***** MATERIAL FOR THE TASK

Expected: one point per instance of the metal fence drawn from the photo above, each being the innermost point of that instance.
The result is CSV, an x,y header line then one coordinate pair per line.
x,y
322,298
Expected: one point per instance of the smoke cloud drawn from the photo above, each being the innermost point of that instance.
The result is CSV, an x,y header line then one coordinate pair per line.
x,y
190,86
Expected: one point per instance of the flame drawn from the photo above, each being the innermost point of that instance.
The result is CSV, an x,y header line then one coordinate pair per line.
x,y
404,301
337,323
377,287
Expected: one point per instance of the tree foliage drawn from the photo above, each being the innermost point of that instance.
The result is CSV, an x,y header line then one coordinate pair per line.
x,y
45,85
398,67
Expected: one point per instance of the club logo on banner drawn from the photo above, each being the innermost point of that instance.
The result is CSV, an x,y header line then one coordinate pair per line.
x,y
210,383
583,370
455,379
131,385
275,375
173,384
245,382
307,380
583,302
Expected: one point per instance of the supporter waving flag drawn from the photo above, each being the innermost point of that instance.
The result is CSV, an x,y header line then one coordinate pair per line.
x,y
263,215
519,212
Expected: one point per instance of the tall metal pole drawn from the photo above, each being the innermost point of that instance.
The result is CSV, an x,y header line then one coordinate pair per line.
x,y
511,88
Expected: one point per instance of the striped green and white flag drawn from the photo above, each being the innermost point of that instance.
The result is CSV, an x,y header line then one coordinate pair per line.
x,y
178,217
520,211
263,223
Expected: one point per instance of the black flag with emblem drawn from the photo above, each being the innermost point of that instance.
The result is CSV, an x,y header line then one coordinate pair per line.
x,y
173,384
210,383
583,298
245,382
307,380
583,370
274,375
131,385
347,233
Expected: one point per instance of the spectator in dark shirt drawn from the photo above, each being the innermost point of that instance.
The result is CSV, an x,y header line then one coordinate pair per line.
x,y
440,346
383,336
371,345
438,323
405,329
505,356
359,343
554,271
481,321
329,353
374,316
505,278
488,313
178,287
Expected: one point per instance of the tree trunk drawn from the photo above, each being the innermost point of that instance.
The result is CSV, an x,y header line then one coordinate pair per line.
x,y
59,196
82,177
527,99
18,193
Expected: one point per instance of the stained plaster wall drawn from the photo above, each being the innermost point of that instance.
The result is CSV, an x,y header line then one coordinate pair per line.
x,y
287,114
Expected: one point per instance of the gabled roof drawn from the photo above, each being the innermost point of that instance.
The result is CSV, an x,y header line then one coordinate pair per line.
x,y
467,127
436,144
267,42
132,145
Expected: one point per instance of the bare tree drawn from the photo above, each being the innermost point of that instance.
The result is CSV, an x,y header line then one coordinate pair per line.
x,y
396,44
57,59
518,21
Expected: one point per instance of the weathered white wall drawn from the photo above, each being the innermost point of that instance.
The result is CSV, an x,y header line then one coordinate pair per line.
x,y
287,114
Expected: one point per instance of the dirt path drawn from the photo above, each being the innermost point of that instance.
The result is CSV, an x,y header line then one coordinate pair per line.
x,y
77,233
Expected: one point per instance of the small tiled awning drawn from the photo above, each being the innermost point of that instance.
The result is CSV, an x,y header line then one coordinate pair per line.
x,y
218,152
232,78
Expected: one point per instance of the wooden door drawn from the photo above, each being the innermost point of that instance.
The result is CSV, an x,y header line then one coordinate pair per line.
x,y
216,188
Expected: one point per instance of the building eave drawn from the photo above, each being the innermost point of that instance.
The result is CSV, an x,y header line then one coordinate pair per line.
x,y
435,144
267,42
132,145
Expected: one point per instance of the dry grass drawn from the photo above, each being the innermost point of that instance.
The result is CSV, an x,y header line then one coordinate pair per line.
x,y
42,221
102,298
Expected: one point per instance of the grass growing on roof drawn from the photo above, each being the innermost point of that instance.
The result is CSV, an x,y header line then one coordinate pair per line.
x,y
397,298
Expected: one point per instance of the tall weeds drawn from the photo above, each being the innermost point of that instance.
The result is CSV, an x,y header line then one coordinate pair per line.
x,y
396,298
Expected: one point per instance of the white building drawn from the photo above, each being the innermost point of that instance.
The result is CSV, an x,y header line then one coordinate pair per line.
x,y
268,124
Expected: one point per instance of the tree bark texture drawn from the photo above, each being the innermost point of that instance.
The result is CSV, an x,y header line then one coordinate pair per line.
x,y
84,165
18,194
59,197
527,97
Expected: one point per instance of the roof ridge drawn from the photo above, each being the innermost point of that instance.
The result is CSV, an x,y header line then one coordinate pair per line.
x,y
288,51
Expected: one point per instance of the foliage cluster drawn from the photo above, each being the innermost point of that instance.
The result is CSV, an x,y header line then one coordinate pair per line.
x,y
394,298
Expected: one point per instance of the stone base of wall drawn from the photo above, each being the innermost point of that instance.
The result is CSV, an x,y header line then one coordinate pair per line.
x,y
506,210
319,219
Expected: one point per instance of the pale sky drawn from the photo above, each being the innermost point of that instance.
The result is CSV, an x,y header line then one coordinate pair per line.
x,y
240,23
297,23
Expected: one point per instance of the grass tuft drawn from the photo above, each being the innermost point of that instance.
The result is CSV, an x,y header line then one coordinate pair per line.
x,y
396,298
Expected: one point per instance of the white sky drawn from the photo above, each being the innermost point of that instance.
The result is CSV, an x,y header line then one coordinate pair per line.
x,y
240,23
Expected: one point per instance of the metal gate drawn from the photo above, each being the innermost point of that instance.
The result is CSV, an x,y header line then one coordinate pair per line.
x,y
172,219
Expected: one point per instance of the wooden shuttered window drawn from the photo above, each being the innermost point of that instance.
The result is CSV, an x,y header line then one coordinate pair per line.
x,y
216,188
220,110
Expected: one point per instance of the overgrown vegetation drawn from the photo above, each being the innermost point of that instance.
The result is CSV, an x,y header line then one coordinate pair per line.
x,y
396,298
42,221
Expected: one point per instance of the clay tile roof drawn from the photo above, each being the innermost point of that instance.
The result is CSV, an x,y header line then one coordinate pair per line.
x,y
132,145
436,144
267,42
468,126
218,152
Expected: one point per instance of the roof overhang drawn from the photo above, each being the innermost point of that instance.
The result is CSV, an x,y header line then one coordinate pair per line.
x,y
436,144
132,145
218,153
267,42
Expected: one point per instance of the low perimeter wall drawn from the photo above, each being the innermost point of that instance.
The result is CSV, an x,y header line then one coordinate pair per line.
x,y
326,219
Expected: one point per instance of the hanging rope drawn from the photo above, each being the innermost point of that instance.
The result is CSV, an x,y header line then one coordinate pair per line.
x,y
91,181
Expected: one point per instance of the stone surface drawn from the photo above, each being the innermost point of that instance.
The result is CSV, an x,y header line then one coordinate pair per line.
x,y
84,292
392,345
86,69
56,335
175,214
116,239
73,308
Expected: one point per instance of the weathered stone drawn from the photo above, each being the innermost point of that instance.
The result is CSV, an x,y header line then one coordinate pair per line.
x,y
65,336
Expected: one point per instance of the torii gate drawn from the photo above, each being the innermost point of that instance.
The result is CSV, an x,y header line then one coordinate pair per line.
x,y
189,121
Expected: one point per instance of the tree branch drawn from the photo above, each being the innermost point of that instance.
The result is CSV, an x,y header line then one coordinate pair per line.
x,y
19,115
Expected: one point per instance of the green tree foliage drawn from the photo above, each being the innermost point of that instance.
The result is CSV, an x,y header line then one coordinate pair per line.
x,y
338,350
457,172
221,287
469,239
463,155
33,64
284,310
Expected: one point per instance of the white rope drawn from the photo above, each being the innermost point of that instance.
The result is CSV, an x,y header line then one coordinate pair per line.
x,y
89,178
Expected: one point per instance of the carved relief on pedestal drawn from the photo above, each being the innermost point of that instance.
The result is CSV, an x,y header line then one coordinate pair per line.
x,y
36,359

**********

--- STATED TASK ---
Rewrite the stretch of data from the line containing "Expected: one point per instance of the green" through the end of the data. Keep every line unchanged except that each x and y coordinate is shifted up by 128.

--- CORRECT ANSWER ---
Expected: one point per instance of the green tree foliage drawn from the photo above, each being the innermost point of that instance.
The result is CSV, an x,y header line then one coordinate pair per line.
x,y
466,478
585,300
349,415
597,367
591,283
161,192
412,438
Expected: one point per instance of the white rope drawn from the photo above, each being the innermost point of that instance.
The result is CSV, an x,y header line then one coordinate pair per line.
x,y
217,306
Expected: one point per instance of the carved relief on pedestal drawn from the photo above, each being the innermost point of that instance.
The result is CSV, an x,y header line then one coordinate pair per line.
x,y
164,487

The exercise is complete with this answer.